• **Completa quanto segue**:
a – Nel testo sui Rockets, individua il paragrafo che comincia con "Il problema riguarda la sua affidabilità al tiro" ed elenca tutti i giocatori nominati al suo interno.
b – Prosegui il testo sui Rockets partendo dall'ultima frase riportata.

---------- Testo della pagina ----------

Il problema è che adesso, con l’imprevisto occorso a VanVleet, un quintetto simile appare il più spendibile. Con tutte le criticità offensive che abbiamo già introdotto, viste le incognite nella prima linea. Perché Amen Thompson ha dimostrato ampiamente di avere fondamentali da handler, e quello che Houston si augurava rispetto al suo sviluppo, è che potesse ricoprire quel ruolo un domani. Ma, come detto, l’orizzonte si è tremendamente avvicinato e Amen è al momento il miglior palleggiatore a disposizione, per aprire e chiudere le sfide.
Il problema riguarda la sua affidabilità al tiro, autentico tallone d’achille certificato e la cui risoluzione non appare così rapida. Anche se ci avesse lavorato in estate con successo (come si vocifera). Con Thompson da portatore primario, il suo difensore passerà sistematicamente sotto i blocchi nei giochi a due, sfidandolo al tiro e riducendo gli spazi dei Rockets. Dovrà quindi essere bravo a punirli, sfruttando il suo atletismo e la capacità di crearsi vantaggi in velocità, magari favorendo ritmi elevati e prediligendo la semi-transizione nell’accesso ai giochi. In quel caso però, Şengün riuscirà a tenere il passo? E quanto potrà esser schierato a fianco di Adams o Capela in quintetti di non-tiratori eccetto KD?

Se l’idea del doppio lungo si mantiene primaria nell’ottica di vincere le partite dominando i tabelloni, come può convivere con una difesa asfissiante che punti al ribaltamento di fronte rapido? Certo, se l’assetto principale pone di fianco al turco e a KD uno tra Jabari Smith e Dorian Finney-Smith, la situazione può risultare più funzionale. Ma si perde la possibilità di passare a zona per spezzare la fluidità offensiva avversaria.

Il giovane Sheppard in questo potrebbe rappresentare una soluzione, perché dovrebbe essere temibile da tre punti e capace di iniziare gli attacchi. Ma il condizionale è d’obbligo rispetto al poco visto lo scorso anno, in cui ha giocato appena 652 minuti stagionali malgrado fosse in salute, peraltro senza brillare in quanto a percentuali al tiro nelle occasioni avute. In un mondo perfetto, lui e Amen sarebbero stati utilizzati senza correre rischi, progressivamente ed in modo oculato, forti delle garanzie offerte dal compagno veterano. Adesso, al netto di Holiday, Udoka sarà costretto a lanciarli senza apparente paracadute. Aumentando così le incertezze che, malgrado questo, resistevano comunque a livello di mix tra giocatori.

E quindi, dopo le dovute considerazioni circa la gestione del tempo in attacco, è necessario interrogarsi sulle soluzioni relative alla sorgente di creazione. Laddove VanVleet lasciava di per sé solidi dubbi in materia di playmaking d’élite e già si pensava a Şengün come possibile principale iniziatore dei giochi. Chiaramente non partendo con la palla in mano, seppur lo si sia visto a sprazzi sperimentare questa soluzione vestendo la maglia della Turchia a Eurobasket 2025. Dove, sotto la guida di coach Ergin Ataman, il lungo ha dimostrato di saper creare partendo da fuori area e puntando il diretto avversario, oltre che in post (alto o basso che sia).

---------- Dati registrati ----------

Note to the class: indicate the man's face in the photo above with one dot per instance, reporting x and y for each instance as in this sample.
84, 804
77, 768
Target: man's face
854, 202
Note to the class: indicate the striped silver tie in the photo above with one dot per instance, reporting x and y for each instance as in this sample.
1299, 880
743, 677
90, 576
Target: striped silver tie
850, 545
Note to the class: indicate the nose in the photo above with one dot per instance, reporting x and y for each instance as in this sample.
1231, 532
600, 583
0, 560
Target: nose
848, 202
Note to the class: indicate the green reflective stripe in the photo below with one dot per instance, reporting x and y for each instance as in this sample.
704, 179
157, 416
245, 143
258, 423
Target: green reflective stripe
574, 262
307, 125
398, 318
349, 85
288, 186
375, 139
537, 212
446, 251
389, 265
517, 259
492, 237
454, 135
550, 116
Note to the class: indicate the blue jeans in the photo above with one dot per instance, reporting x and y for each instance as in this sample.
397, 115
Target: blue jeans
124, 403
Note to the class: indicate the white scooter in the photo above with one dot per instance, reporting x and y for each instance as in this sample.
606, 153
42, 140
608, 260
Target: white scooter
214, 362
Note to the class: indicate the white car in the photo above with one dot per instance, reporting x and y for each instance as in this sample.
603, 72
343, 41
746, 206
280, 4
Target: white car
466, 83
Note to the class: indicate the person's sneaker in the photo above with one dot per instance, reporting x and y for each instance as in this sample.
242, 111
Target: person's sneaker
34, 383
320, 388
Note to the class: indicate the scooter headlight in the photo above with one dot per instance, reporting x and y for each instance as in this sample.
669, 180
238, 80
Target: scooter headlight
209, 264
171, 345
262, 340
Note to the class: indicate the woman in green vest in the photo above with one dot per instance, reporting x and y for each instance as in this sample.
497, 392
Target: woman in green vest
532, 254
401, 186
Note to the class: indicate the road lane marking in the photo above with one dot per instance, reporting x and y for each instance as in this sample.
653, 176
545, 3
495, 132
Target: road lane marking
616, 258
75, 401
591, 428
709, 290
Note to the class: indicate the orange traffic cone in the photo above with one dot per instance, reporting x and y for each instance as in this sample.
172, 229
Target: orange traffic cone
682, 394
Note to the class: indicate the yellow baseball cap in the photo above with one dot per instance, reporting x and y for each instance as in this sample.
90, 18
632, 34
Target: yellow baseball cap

----------

• **Soluzioni dell'esercizio**:
a – Thompson, Şengün, Adams, Capela, KD

b –
Ma l’ipotesi di utilizzarlo da “point center” non può che restare una soluzione residuale, che rischia di morire rapidamente se Alperen dimostrerà di non aver acquisito concretezza e fluidità da dietro l’arco. Cosa tutt’altro che scontata, malgrado lo sviluppo progressivo. Certo, lo si può alternare a Durant, ché di pericolosità ed efficienza ne ha dimostrate, in carriera.

Anche in questo caso però, crolla un po’ il castello di carte per cui KD rappresentava il valore aggiunto partendo da spot up shooter, e opzionando la soluzione di attaccare palla in mano solo in contesti di gioco rotto o in momenti di siccità generalizzata dei compagni a difesa schierata. Trovarsi senza un portatore di palla affidabile rende tutto troppo sperimentale e meno imprevedibile, se le stesse soluzioni dovessero rivelarsi inefficaci. E visto che al centro di esse troviamo giocatori giovani, non è detto che 82 partite di stagione funzionino da training preparatorio per il momento decisivo, quando bisogna sbagliare il meno possibile se si vuol puntare a vincere, e cioè i playoff. Insomma, le risorse non mancano ma senza VanVleet è molto complesso trovare un equilibrio che permetta aggiustamenti volanti ad hoc durante una partita.

I Rockets hanno reali chance?

Quindi, in estrema conclusione, la domanda delle domande: gli Houston Rockets possono puntare al titolo NBA 2026 ai nastri di partenza stagionale? La risposta probabilmente era sì prima dell’infortunio di VanVleet. Perché Durant era l’arma in più che mancava, Şengün una stella con margini di crescita, Thompson altrettanto ed il contorno garantiva soluzioni potenziali in opposizione o difesa di qualsiasi struttura avversaria.

Senza il veterano ex Raptors però, troppi azzardi divengono indispensabili per mantenere equilibrate le due anime conviventi in questo gruppo: quella che nasce dall’aggressività difensiva e l’altra che punta a vincere le partite con i vantaggi di stazza su (quasi) tutte le posizioni. È necessario affidarsi troppo a Sheppard o Holiday, con il rischio al contempo che giocatori come Jabari e Finney-Smith escano ridimensionati nei minutaggi, al punto da dover accettare ruoli da specialisti soprattutto in partite che contano. Se si tratta di gestione del gruppo dentro e fuori il campo, Ime Udoka ha già dimostrato di essere più di un valore aggiunto nella sua giovane carriera di allenatore. È praticamente una garanzia.  Ma tatticamente è necessario aggiungere qualcosa al backcourt e guardando agli svincolati (al netto dei problemi di salary cap) non è detto che il ritorno di un redivivo Russell Westbrook possa rappresentare un’ancora di salvezza.

Anche perché, se le spaziature erano già di per sé un problema – e lo sono di più dopo l’infortunio di VanVleet – figuratevi come potrebbero apparire quelle di Houston con Russ al timone. Ammesso che Kevin Durant accetti di tornare a giocare con l’ex compagno ai tempi dei Thunder. Un dettaglio non irrilevante, inoltre, è che malgrado la trade estiva KD non ha ancora firmato il suo prolungamento con i Rockets. Conoscendo la volatilità del personaggio, chissà cosa potrà succedere.